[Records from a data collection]
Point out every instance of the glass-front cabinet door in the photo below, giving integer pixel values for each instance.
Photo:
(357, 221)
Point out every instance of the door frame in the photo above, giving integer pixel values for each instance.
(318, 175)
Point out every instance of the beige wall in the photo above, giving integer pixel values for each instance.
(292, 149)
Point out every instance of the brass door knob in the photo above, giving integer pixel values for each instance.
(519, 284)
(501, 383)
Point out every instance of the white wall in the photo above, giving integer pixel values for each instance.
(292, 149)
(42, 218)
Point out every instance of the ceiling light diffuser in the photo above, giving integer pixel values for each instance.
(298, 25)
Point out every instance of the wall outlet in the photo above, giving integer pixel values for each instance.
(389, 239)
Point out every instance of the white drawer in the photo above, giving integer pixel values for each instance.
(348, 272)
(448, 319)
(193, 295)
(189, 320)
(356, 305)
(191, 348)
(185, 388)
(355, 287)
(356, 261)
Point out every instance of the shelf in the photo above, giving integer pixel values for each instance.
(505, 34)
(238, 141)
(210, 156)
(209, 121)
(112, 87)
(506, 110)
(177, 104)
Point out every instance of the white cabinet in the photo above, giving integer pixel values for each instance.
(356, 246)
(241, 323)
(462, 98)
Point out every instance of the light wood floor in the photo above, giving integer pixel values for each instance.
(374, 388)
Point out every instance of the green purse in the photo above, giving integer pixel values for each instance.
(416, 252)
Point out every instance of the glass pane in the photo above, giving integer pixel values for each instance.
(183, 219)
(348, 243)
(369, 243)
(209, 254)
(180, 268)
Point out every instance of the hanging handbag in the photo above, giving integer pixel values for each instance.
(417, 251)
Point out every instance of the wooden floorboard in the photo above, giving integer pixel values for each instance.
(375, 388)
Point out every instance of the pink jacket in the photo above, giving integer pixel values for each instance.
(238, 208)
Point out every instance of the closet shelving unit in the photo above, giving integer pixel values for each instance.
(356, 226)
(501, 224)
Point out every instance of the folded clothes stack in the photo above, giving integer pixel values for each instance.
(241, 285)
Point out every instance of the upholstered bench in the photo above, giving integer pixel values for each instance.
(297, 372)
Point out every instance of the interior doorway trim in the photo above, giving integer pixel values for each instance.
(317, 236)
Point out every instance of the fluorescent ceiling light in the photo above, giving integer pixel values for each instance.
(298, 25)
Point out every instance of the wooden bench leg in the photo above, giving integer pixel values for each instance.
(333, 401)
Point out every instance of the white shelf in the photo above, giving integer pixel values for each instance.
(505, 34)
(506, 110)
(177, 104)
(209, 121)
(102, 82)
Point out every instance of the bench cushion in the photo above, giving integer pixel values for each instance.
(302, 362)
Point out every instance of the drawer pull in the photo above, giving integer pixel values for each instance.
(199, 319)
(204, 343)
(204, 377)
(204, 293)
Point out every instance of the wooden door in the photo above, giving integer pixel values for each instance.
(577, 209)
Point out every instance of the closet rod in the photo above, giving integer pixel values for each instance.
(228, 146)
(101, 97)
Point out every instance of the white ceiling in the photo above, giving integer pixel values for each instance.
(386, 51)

_YOUR INSTRUCTIONS_: For this exercise, restate every record word for word.

_OUTPUT FOR THIS EXERCISE_:
Point out every instance of the glass-front cabinet door in the photo below, giving integer pixel values for each instance.
Photo:
(357, 221)
Point out every instance of the door frame in the photo above, giving integer pixel values for each instance.
(318, 175)
Point out every instance of the beige wall in the photo above, giving integer pixel values for each instance.
(292, 149)
Point out every instance of the brass door knob in the photo above, giving integer pixel values for each instance.
(519, 284)
(501, 383)
Point out every instance of the white wall in the photo above, giving integer pixel values for each instance.
(292, 149)
(42, 218)
Point out every instance of the ceiling light diffuser in the photo above, giving integer pixel values for each instance.
(298, 25)
Point out every instance of the wall outlet in the photo above, giving integer pixel values for each instance.
(389, 239)
Point out every instance of the white drawer in the photo above, giving integer pixel values for each instance.
(348, 272)
(448, 319)
(193, 295)
(189, 320)
(356, 305)
(191, 348)
(185, 388)
(355, 287)
(356, 261)
Point out every instance of the shelf in the photo above, giving integer pixel values for each instance.
(505, 34)
(238, 141)
(210, 156)
(209, 121)
(112, 87)
(506, 110)
(177, 104)
Point out every instance of the white cabinet in the photo above, giving integer pixel values for each instance.
(356, 246)
(241, 323)
(462, 98)
Point out every instance of the light wood floor in the photo above, giving integer pixel values for each instance.
(374, 388)
Point out every instance of the green purse in the photo above, giving integer pixel values for each instance.
(416, 252)
Point out every instance of the glass pane in the photo above, giving integer pixel values for each instance.
(183, 219)
(348, 243)
(369, 243)
(209, 254)
(180, 268)
Point out every instance of the hanging handbag in the photo above, giving integer pixel values for each instance.
(417, 251)
Point out every instance of the wooden floorboard in the photo above, giving integer pixel values for each instance.
(375, 388)
Point out every instance of the pink jacket in the photo above, giving integer pixel values for each instance.
(238, 208)
Point out every instance of the closet shelving unit in the photo above, giving integer pixel values for each instance.
(356, 226)
(501, 224)
Point out every instance of the folded clothes stack in the photo above, giving integer pixel values for each instance.
(241, 285)
Point out every instance of the upholstered bench in the photo above, giving integer pixel values for each instance.
(297, 372)
Point out every instance of the interior doorway trim in the photo above, giving integer pixel values for each instance.
(317, 236)
Point out every instance of the fluorescent ceiling light in the photo above, giving integer pixel values for each instance.
(298, 25)
Point out every instance of the wooden bench leg in the photo above, giving integer pixel values for each instance.
(333, 401)
Point out every instance of the white shelf in the photo above, giving integer pixel values for each instance.
(505, 34)
(506, 110)
(177, 104)
(209, 121)
(102, 82)
Point out every instance of the bench cushion in the photo above, giving integer pixel values for each instance.
(302, 362)
Point out every instance of the drawer pull in the photo above, giving integer pixel values for each instance.
(199, 319)
(204, 343)
(204, 377)
(204, 293)
Point out every instance of the wooden door in the photo above, giving integer pixel values for each instance.
(577, 209)
Point out every instance of the closet rod in the photo above, giving integer pixel values for each instance.
(228, 146)
(101, 97)
Point out every instance of the white ceiling in the photo above, giving integer pixel values for each instance.
(386, 51)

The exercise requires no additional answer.